Article:
________________________

Setting an end-of-support date
Now that you’ve announced the sunsetting of a system, the next step is setting an end-of-support date. This isn’t necessarily the date that you’re going to switch the system off. But beyond this date, all bets are off. People still using the system after this date shouldn’t expect it to behave predictably, or even to stay online.
Without setting an end-of-support date, the sunsetting of the system becomes an empty threat. You’ve communicated that the system is going away, but not with any concrete timelines. Other than the most conscientious and proactive teams, nobody will begin removing their dependencies on your system. Once you’ve set an end-of-support date, the sunsetting has consequences, and people will begin to act. Providing this end of support date early provides teams with the most information possible to make their own decisions about how to prioritize the work required to remove their dependencies on the sunsetted system.
But how do you set an end-of-support date? Too soon, and you risk sending the teams who use the system into a frenzy of changes, with questionable reasons for the urgency. You will also have lots of angry product and engineering managers, frustrated at the last minute adjustments to their planning and prioritisation. Setting an end-of-support date too far in the future increases the cost to maintain the sunsetted system, which is ultimately wasted effort for a system that is to be shut down.

________________________

Entries supplied:
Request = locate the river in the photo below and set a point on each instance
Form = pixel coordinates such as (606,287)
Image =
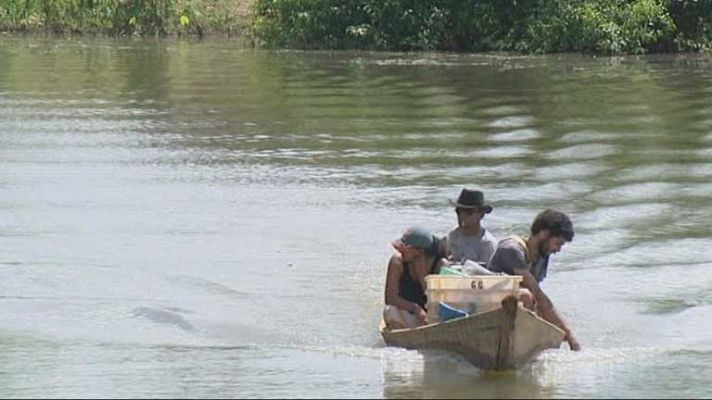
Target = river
(198,219)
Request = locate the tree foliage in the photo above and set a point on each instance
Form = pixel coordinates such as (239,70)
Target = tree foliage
(598,26)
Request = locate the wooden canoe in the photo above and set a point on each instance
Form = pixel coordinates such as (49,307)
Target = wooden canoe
(505,338)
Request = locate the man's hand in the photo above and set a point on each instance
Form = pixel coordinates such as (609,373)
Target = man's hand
(573,342)
(422,316)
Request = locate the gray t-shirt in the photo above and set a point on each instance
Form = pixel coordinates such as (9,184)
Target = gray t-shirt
(511,255)
(478,248)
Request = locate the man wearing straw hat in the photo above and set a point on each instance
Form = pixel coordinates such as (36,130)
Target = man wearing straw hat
(470,240)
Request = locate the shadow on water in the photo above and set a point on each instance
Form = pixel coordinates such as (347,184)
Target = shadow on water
(166,316)
(433,374)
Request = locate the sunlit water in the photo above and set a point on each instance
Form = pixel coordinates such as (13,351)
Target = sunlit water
(193,219)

________________________

Set task: Can you transcribe the end-of-support article word for word, starting at "But how do you" and ending at "be shut down."?

Result:
But how do you set an end-of-support date? Too soon, and you risk sending the teams who use the system into a frenzy of changes, with questionable reasons for the urgency. You will also have lots of angry product and engineering managers, frustrated at the last minute adjustments to their planning and prioritisation. Setting an end-of-support date too far in the future increases the cost to maintain the sunsetted system, which is ultimately wasted effort for a system that is to be shut down.